Use Accommodating Resistance to Smash Through Plateaus

Most of the material I write about is to help hard gainers pack on size and strength. That’s because over the years I have helped a countless number of athletes and skinny dudes get bigger and stronger.

I myself am a hard gainer so that organically became my specialty over the years and I made a career of it.

However I have also worked with plenty of advanced guys and gals who are already jacked and strong. Those who want to take it to the “next level” if you will.

Strong who want to get stronger. Jacked who want to get jackeder…More jacked? Uber jacked? You get the point!

If you’ve been training for some time and have a goal of adding some more weight to the bar, then this is definitely the article for you. I am about to teach you how to smash through training plateaus and help you add some poundage to your main lifts.

Remember, no one wants to be jacked and weak. It’s time to get strong as shit, and this is how you’re going to do it!

Every lifter hits a plateau at one point or another. Most end up getting frustrated or just think that they have hit their peak. And maybe they did, at least for now.

→ **Material provided**:
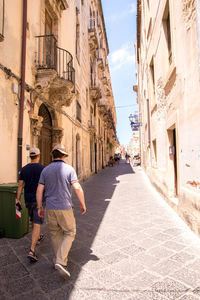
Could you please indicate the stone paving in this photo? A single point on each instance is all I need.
(129, 246)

→ **Tasks to complete**:
[1] In the article on accommodating resistance, what does the author say he is himself?
[2] Please continue the article on accommodating resistance from where it stops.

→ **Answers in order**:
[1] A hard gainer.

[2]
But there is a proven method used by some of the strongest lifters in the world to help you get over that hump. That is, using accommodating resistance.

What the fuck is that, you ask?

Accommodating resistance is accommodating the resistance of a barbell by adding either bands or chains.

This became popularized by Louie Simmons at Westside Barbell and used by plenty of world’s strongest competitors.

First, let’s start with chains.

Chains are added to the barbell sleeves to create a heavier top position. Using a squat as an example, the bar actually deloads as you begin to descend as more chain piles onto the floor, making the bar lightest in the bottom position. As you come back up the bar gradually gets heavier again as the chain comes off of the floor. Making it heaviest in the top position.

Since the bar is lightest in the bottom position, and gets heavier as you come back up, it teaches us to break through the sticking point of the movement. Sticking points are where the bar typically slows down for the lifter, or they “get stuck” in the lift.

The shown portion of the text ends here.